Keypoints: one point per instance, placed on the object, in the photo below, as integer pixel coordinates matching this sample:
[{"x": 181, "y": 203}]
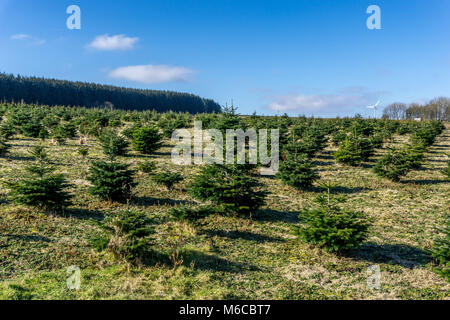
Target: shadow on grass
[
  {"x": 270, "y": 215},
  {"x": 28, "y": 238},
  {"x": 148, "y": 201},
  {"x": 205, "y": 262},
  {"x": 340, "y": 189},
  {"x": 84, "y": 214},
  {"x": 424, "y": 182},
  {"x": 258, "y": 238},
  {"x": 394, "y": 254},
  {"x": 199, "y": 261},
  {"x": 19, "y": 158},
  {"x": 323, "y": 163}
]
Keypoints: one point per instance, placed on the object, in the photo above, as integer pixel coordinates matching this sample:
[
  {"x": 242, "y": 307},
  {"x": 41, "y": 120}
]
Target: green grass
[{"x": 226, "y": 257}]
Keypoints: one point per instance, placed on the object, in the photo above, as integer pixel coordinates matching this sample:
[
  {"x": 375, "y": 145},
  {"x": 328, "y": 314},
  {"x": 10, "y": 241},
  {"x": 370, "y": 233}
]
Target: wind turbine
[{"x": 374, "y": 107}]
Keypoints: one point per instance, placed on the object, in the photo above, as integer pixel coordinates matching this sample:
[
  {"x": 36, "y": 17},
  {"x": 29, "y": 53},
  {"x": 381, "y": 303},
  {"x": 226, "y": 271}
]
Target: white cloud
[
  {"x": 110, "y": 43},
  {"x": 20, "y": 36},
  {"x": 151, "y": 73},
  {"x": 346, "y": 102},
  {"x": 27, "y": 37}
]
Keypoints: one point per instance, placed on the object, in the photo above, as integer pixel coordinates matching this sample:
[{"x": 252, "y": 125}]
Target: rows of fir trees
[{"x": 222, "y": 189}]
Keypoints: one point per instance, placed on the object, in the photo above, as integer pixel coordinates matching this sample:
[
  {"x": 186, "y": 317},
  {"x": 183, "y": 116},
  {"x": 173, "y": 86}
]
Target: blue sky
[{"x": 301, "y": 57}]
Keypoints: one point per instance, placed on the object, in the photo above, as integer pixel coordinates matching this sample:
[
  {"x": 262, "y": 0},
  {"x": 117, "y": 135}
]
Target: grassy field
[{"x": 227, "y": 257}]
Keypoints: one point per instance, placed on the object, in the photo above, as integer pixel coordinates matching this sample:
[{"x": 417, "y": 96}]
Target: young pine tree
[
  {"x": 168, "y": 179},
  {"x": 441, "y": 250},
  {"x": 40, "y": 187},
  {"x": 354, "y": 150},
  {"x": 298, "y": 171},
  {"x": 111, "y": 180},
  {"x": 146, "y": 140},
  {"x": 4, "y": 147},
  {"x": 446, "y": 171},
  {"x": 127, "y": 235},
  {"x": 331, "y": 227},
  {"x": 230, "y": 187},
  {"x": 113, "y": 144},
  {"x": 393, "y": 165}
]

____

Could you give the material again exactly as it stands, omitting any image?

__ANSWER FOR THIS EXERCISE__
Keypoints: one point per instance, placed on the object, in the photo below, as integer pixel coordinates matching this sample:
[{"x": 181, "y": 203}]
Target: shadow on grass
[
  {"x": 270, "y": 215},
  {"x": 28, "y": 238},
  {"x": 148, "y": 201},
  {"x": 205, "y": 262},
  {"x": 340, "y": 189},
  {"x": 84, "y": 214},
  {"x": 424, "y": 182},
  {"x": 258, "y": 238},
  {"x": 394, "y": 254},
  {"x": 199, "y": 261},
  {"x": 19, "y": 158},
  {"x": 323, "y": 163}
]
Keypoints: one point per instance, placed on the object, in the photo above, as integer pixel coordinates matching this sample:
[
  {"x": 242, "y": 307},
  {"x": 41, "y": 120}
]
Target: green grass
[{"x": 226, "y": 257}]
Keypoints: one point per instance, placed on the object, in the photo above, as integer pixel coordinates matching this sample:
[
  {"x": 375, "y": 145},
  {"x": 328, "y": 314},
  {"x": 10, "y": 241},
  {"x": 370, "y": 233}
]
Target: wind turbine
[{"x": 374, "y": 107}]
Keypoints: one point per instance, placed on the object, in the photo above, as integer pixel coordinates matching this sample:
[
  {"x": 36, "y": 17},
  {"x": 29, "y": 53},
  {"x": 381, "y": 303},
  {"x": 226, "y": 271}
]
Target: white cloud
[
  {"x": 110, "y": 43},
  {"x": 20, "y": 36},
  {"x": 151, "y": 73},
  {"x": 346, "y": 102},
  {"x": 27, "y": 37}
]
Keypoints: one point per instance, placed on the object, in the photo above, as integer pixel coordinates matching this sample:
[{"x": 252, "y": 125}]
Target: rows of fir trees
[{"x": 222, "y": 189}]
Keypoints: one point per instance, placed on the object, in the photo above, as integer pixel coordinates matching this sample:
[
  {"x": 186, "y": 317},
  {"x": 183, "y": 116},
  {"x": 173, "y": 86}
]
Target: blue sky
[{"x": 301, "y": 57}]
Keypoints: one point per instance, placed on the object, in the photo above, as integer pixel coordinates matching this sample:
[
  {"x": 262, "y": 0},
  {"x": 117, "y": 135}
]
Target: grassy field
[{"x": 227, "y": 257}]
Keypoints: one point per instance, placed on the object, in the photo above, as integer pixel coordinates matching this sample:
[{"x": 417, "y": 96}]
Target: young pine tree
[
  {"x": 168, "y": 179},
  {"x": 441, "y": 250},
  {"x": 40, "y": 187},
  {"x": 354, "y": 150},
  {"x": 298, "y": 171},
  {"x": 111, "y": 180},
  {"x": 146, "y": 140},
  {"x": 4, "y": 147},
  {"x": 446, "y": 171},
  {"x": 127, "y": 235},
  {"x": 331, "y": 227},
  {"x": 230, "y": 187},
  {"x": 113, "y": 144},
  {"x": 393, "y": 165}
]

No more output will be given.